:: TEXT EXCERPT ::
===============
Question: for python code, I like to read top to bottom. This function calls a bunch of the private methods below. My tendency would be to move this below those. Do you have any strong opinions on this?

I definitely agree -- I moved things around for better code readability.

ambrosejcarr · 2018-06-28T16:38:14Z

src/sctools/test/test_count.py

+    def _generate_incomplete_alignment_tags(self, num_missing_some_tags: int) -> List[AlignmentRecordTags]:
+        incomplete_alignment_tags_list: List[AlignmentRecordTags] = list()
+        for _ in range(num_missing_some_tags):
+            tag_mask = self.rng.randint(low=0, high=7)


Nice, I like this way of masking. Very efficient!

ambrosejcarr · 2018-06-28T16:41:04Z

src/sctools/test/test_count.py

+        _test_annotation_file,
+        _test_gene_expression_rate)
+
+    with tempfile.TemporaryDirectory() as _test_temp_dir:


I'd add a finally clause to explicitly shutil.rmtree the temp dir -- on some operating systems, these files get left around until restart, so it's nice to clean up after ourselves. :)

I did it just to be safe, but I have a feeling that this is redundant. There are several instances of improper usage of tempfile.TemporaryDirectory() in sctools and that is likely to be the cause of improper cleanup.

Cool, made #45.
===============
:: EXERCISE SET ::
(1) Quote the code review discussion word for word, everything from "I definitely agree" down to "List[AlignmentRecordTags] = list()".
(2) Reproduce the entries below with every "red stripe" changed to "blue stripe" and nothing else altered.

[Data extracted from a collection]
===============
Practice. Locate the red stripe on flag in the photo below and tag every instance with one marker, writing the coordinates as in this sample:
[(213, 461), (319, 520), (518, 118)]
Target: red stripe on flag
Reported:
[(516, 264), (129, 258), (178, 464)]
===============
:: ANSWERS FOR THE TASKS ::
(1)
I definitely agree -- I moved things around for better code readability.

ambrosejcarr · 2018-06-28T16:38:14Z

src/sctools/test/test_count.py

+    def _generate_incomplete_alignment_tags(self, num_missing_some_tags: int) -> List[AlignmentRecordTags]:
+        incomplete_alignment_tags_list: List[AlignmentRecordTags] = list()

(2)
Practice. Locate the blue stripe on flag in the photo below and tag every instance with one marker, writing the coordinates as in this sample:
[(213, 461), (319, 520), (518, 118)]
Target: blue stripe on flag
Reported:
[(516, 264), (129, 258), (178, 464)]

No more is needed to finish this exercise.